┌──

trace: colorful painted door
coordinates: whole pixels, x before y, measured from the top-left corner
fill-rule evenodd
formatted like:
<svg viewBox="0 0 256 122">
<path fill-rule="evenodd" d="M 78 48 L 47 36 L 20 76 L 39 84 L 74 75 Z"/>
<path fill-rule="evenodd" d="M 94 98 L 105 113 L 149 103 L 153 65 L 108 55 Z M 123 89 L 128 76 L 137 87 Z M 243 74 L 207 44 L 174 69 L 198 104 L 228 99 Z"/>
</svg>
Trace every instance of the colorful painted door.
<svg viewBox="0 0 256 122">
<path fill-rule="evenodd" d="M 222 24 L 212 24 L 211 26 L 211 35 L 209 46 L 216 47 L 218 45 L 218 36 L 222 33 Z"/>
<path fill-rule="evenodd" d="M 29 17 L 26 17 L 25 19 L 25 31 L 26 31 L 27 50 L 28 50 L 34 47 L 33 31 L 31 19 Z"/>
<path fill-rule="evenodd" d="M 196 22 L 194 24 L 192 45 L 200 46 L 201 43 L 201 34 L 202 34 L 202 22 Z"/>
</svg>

└──

■ **Travail à faire**
Présentez toutes les lignes des enregistrements ci-dessus sous forme de liste JSON de chaînes, à raison d'une chaîne par ligne et sans les lignes vides.

■ **Exercice corrigé**
[
  "trace: colorful painted door",
  "coordinates: whole pixels, x before y, measured from the top-left corner",
  "fill-rule evenodd",
  "formatted like:",
  "<svg viewBox=\"0 0 256 122\">",
  "<path fill-rule=\"evenodd\" d=\"M 78 48 L 47 36 L 20 76 L 39 84 L 74 75 Z\"/>",
  "<path fill-rule=\"evenodd\" d=\"M 94 98 L 105 113 L 149 103 L 153 65 L 108 55 Z M 123 89 L 128 76 L 137 87 Z M 243 74 L 207 44 L 174 69 L 198 104 L 228 99 Z\"/>",
  "</svg>",
  "Trace every instance of the colorful painted door.",
  "<svg viewBox=\"0 0 256 122\">",
  "<path fill-rule=\"evenodd\" d=\"M 222 24 L 212 24 L 211 26 L 211 35 L 209 46 L 216 47 L 218 45 L 218 36 L 222 33 Z\"/>",
  "<path fill-rule=\"evenodd\" d=\"M 29 17 L 26 17 L 25 19 L 25 31 L 26 31 L 27 50 L 28 50 L 34 47 L 33 31 L 31 19 Z\"/>",
  "<path fill-rule=\"evenodd\" d=\"M 196 22 L 194 24 L 192 45 L 200 46 L 201 43 L 201 34 L 202 34 L 202 22 Z\"/>",
  "</svg>"
]